* _Study text_
_ _ _

- Directed by: Georg C. Klaren Georg Wilhelm Pabst
- Written by: Kurt Heuser
- Produced by: Georg Wilhelm Pabst
- Starring: Oskar Werner; Lucia Scharf; Fritz Imhoff;
- Cinematography: Willi Sohm
- Music by: Roland Kovac
- Production company: Pabst-Kiba-Filmproduktionsgesellschaft
- Distributed by: Union Film
- Release date: 5 January 1951;
- Running time: 82 minutes
- Country: Austria
- Language: German

= Call Over the Air =

Call Over the Air (German: Ruf aus dem Äther) is a 1951 Austrian drama film directed by Georg C. Klaren and Georg Wilhelm Pabst and starring Oskar Werner, Lucia Scharf and Fritz Imhoff.

It was made at the Sievering Studios in Vienna with location shooting at the Dachstein in the Alps. The film's sets were designed by the art director Fritz Jüptner-Jonstorff. Although filming took place in 1948, it was not released for a further three years in either Austria or West Germany.

_ _ _

* _Entries supplied_
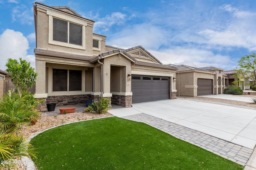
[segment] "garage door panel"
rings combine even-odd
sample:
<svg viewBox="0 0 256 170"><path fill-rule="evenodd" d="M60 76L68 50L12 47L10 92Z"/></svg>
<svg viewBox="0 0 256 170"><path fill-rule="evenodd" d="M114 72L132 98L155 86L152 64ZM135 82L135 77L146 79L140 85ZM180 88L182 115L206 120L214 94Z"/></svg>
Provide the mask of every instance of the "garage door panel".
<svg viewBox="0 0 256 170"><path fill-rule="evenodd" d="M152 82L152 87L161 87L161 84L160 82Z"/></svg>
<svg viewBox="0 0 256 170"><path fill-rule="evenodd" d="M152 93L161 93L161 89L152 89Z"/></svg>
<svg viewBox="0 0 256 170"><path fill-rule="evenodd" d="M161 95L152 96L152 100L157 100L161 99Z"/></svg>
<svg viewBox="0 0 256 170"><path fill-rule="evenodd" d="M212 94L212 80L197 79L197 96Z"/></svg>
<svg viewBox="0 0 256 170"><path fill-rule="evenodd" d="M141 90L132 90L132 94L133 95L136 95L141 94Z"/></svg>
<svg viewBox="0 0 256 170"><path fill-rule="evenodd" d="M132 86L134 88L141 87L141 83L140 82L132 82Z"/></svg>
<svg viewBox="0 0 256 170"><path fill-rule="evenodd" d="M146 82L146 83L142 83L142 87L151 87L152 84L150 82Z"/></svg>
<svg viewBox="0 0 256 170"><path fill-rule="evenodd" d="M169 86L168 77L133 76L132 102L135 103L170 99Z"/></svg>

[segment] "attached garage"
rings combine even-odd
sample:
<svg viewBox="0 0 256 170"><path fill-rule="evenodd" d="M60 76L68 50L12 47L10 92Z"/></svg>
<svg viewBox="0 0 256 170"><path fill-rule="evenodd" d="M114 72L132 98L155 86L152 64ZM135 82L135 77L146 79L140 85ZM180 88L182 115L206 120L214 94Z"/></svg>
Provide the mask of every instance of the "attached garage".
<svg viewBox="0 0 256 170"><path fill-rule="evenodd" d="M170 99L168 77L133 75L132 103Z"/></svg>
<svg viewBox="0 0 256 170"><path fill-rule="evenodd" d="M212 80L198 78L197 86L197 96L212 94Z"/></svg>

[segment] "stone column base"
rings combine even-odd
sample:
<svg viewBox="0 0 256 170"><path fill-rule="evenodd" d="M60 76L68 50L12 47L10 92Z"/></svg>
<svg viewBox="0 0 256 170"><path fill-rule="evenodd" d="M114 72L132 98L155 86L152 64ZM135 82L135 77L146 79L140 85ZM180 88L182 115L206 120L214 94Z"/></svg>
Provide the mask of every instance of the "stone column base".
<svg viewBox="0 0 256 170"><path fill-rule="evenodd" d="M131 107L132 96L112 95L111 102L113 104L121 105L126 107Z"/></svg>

_ _ _

* _Exercise goal_
Summarize the article about Call Over the Air in two sentences.

* _Exercise output_
Call Over the Air (German: Ruf aus dem Äther) is a 1951 Austrian drama film directed by Georg C. Klaren and Georg Wilhelm Pabst and starring Oskar Werner, Lucia Scharf and Fritz Imhoff. It was filmed in 1948 at the Sievering Studios in Vienna and on location at the Dachstein in the Alps, with sets by art director Fritz Jüptner-Jonstorff, but it was not released in Austria or West Germany for another three years.